> **CHALLENGE**
Count the lines in the data below that contain the string "grass", treating uppercase and lowercase as different. Reply with the number only.

** start of GIVEN INFORMATION **

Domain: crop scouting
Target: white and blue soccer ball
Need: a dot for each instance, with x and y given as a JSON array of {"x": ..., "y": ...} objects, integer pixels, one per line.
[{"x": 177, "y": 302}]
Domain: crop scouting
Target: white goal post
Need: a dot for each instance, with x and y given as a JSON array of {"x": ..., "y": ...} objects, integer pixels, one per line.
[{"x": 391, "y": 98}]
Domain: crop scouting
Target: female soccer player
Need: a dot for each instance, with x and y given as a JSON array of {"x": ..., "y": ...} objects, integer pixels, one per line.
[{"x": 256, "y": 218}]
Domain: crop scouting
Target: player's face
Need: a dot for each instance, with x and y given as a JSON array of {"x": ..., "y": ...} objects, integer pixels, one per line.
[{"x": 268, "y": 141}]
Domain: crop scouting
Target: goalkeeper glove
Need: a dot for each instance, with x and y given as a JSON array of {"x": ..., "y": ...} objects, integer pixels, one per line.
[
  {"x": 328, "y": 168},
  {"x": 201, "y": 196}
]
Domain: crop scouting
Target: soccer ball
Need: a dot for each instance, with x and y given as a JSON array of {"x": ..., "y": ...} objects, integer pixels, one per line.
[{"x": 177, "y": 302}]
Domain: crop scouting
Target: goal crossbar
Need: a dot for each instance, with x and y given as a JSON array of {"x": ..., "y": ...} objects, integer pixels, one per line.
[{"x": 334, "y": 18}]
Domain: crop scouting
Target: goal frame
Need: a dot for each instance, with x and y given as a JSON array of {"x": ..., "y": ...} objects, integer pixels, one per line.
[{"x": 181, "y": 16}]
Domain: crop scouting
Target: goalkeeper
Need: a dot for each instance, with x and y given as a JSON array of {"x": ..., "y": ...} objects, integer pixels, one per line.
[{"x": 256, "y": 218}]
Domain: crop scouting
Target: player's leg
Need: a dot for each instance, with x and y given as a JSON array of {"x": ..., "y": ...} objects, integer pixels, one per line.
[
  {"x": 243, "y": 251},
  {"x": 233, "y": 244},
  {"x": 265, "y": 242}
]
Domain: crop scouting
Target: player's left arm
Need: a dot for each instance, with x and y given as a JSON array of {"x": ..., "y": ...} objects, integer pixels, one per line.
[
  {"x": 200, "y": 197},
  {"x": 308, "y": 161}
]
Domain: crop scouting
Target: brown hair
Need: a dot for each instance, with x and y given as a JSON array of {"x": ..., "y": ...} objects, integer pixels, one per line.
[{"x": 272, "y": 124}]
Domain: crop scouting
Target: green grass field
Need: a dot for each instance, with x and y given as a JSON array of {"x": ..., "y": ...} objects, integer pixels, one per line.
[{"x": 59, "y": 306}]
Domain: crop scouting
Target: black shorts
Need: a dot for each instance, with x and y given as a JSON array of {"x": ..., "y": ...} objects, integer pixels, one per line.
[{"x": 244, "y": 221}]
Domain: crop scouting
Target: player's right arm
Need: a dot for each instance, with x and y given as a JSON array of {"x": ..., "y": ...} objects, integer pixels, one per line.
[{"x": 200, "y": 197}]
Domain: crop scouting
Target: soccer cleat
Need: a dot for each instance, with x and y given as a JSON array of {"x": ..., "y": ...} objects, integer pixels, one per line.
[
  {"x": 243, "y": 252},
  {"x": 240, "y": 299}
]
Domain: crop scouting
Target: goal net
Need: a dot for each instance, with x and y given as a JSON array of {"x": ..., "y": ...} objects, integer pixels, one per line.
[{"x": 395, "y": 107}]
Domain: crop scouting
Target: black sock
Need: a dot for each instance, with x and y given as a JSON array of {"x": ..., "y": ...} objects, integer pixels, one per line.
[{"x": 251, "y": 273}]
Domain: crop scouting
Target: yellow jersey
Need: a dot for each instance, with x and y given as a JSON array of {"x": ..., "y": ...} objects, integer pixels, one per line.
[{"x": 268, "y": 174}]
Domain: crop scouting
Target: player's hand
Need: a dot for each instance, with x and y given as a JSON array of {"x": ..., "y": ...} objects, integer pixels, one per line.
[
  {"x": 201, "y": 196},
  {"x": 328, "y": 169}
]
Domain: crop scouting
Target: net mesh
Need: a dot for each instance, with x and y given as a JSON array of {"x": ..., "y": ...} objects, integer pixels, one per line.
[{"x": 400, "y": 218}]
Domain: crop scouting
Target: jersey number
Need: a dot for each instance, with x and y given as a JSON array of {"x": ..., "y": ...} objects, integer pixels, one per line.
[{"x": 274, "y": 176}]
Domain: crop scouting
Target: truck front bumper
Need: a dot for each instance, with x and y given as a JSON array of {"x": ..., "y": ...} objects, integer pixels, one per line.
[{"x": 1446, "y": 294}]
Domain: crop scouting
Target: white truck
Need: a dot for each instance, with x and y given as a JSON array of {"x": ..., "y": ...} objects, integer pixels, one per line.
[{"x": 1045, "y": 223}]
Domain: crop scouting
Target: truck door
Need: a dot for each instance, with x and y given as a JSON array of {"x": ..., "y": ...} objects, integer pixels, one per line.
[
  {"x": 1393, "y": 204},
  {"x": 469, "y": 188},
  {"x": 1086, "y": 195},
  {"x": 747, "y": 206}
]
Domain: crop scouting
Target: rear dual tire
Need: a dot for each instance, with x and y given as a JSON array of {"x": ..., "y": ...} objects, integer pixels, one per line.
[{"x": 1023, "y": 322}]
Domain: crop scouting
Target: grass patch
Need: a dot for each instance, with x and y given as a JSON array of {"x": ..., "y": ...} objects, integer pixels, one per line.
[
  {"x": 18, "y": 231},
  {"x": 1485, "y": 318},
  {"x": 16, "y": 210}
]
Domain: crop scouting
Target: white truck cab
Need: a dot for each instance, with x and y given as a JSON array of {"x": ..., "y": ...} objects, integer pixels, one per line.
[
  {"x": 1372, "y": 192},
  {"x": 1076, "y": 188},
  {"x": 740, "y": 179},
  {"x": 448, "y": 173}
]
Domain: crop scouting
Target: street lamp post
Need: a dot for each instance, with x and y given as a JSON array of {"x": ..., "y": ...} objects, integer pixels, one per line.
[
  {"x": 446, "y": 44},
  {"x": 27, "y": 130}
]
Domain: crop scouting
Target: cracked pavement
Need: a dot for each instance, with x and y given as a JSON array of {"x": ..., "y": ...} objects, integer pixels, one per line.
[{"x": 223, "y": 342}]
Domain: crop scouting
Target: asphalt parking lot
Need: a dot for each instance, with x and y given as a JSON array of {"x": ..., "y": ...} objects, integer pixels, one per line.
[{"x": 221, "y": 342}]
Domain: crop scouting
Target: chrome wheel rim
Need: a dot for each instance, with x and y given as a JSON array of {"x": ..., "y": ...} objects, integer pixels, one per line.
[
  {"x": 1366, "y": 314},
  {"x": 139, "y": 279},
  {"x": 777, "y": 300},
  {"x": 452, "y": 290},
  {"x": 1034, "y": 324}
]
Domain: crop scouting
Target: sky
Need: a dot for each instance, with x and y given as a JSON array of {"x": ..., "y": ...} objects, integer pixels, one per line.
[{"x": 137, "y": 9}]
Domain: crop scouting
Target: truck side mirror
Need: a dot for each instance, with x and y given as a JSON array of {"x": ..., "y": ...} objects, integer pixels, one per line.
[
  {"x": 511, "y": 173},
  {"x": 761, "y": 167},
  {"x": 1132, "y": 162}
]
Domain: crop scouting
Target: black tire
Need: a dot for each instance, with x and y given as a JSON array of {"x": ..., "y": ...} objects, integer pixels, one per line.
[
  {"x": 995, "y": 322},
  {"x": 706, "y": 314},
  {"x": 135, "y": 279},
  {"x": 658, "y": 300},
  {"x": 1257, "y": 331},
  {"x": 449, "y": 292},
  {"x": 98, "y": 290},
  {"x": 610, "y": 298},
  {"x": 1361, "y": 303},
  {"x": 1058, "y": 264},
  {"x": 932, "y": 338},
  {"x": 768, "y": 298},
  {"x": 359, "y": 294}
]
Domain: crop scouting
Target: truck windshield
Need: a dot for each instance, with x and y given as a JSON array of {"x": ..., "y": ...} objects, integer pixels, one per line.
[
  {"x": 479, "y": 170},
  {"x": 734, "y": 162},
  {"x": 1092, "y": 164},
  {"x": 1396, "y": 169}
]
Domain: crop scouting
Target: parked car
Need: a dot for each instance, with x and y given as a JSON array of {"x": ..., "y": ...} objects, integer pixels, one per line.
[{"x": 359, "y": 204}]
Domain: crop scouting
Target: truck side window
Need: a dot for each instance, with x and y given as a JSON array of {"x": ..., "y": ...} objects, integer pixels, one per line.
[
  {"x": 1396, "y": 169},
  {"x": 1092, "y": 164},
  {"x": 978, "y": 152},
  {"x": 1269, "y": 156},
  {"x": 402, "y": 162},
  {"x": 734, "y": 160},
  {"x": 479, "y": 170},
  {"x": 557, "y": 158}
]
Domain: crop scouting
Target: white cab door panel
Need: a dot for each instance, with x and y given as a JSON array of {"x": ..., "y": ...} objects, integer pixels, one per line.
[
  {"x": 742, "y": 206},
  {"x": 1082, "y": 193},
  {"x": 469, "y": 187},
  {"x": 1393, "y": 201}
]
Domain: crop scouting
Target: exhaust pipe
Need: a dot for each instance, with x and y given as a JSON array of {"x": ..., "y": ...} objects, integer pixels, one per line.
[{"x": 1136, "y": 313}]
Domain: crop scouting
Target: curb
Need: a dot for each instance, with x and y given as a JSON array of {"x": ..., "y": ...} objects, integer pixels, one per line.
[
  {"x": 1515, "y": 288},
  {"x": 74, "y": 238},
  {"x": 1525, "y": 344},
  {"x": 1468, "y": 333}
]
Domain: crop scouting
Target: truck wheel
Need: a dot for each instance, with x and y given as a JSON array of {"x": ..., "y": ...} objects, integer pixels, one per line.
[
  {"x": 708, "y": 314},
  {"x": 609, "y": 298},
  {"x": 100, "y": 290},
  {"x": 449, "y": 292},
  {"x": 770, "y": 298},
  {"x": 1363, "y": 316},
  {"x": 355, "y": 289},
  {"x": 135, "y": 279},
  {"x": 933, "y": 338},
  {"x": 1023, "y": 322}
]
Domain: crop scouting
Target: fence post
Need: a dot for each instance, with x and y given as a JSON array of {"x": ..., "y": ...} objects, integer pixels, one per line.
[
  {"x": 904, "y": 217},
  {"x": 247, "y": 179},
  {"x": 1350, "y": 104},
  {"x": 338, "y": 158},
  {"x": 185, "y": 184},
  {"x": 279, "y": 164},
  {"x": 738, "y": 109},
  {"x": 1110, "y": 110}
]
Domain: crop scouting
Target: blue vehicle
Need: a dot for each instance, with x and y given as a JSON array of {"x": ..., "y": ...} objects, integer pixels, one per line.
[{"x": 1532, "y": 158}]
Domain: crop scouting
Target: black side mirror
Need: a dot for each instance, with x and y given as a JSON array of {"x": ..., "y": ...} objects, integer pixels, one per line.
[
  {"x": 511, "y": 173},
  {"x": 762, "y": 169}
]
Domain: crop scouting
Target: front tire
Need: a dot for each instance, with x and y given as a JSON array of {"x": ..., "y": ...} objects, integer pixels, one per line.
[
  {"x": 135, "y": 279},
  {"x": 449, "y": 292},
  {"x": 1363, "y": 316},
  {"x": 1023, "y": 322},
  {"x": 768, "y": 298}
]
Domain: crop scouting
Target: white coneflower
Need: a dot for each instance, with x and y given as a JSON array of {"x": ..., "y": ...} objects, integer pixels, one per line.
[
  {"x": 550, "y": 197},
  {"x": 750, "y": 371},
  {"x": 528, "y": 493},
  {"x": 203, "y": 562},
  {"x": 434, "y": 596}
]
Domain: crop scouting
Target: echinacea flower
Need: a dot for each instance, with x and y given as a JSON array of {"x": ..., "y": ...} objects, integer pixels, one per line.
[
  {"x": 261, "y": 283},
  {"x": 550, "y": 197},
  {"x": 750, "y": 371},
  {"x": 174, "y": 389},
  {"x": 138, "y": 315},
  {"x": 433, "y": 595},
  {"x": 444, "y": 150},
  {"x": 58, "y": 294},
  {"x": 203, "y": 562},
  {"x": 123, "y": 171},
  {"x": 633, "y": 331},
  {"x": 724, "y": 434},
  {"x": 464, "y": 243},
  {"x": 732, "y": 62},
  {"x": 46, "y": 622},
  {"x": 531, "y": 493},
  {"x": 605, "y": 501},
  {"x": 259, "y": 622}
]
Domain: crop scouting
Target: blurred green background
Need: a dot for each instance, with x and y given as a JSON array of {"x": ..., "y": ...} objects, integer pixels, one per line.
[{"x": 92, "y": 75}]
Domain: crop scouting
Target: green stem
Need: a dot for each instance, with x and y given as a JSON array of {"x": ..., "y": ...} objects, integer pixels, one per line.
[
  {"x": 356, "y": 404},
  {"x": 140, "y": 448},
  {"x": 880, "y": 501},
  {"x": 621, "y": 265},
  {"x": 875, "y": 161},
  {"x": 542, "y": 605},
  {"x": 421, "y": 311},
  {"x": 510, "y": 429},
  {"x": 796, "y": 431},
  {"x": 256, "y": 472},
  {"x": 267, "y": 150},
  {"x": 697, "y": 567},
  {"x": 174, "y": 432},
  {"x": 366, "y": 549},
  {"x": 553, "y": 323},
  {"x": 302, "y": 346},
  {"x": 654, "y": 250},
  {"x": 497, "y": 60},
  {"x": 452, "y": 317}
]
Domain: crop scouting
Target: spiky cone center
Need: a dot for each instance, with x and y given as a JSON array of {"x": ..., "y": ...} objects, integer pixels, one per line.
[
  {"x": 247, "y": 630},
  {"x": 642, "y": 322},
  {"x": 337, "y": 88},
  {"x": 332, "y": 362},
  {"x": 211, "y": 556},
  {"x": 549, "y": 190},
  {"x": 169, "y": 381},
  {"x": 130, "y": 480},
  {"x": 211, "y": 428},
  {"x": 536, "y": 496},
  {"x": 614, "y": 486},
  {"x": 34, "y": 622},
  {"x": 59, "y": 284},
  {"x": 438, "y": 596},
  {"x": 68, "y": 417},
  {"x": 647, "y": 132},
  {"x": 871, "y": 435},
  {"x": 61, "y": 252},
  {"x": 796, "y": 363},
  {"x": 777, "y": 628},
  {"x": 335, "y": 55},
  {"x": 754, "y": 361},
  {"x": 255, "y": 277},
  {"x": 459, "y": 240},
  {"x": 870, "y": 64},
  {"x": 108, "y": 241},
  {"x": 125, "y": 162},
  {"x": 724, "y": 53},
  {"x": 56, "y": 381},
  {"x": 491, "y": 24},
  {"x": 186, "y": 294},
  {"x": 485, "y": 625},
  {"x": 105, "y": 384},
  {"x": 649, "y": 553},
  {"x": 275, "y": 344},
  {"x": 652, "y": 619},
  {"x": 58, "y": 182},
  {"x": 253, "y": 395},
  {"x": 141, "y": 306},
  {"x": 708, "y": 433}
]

** end of GIVEN INFORMATION **

> **SOLUTION TO THIS EXERCISE**
2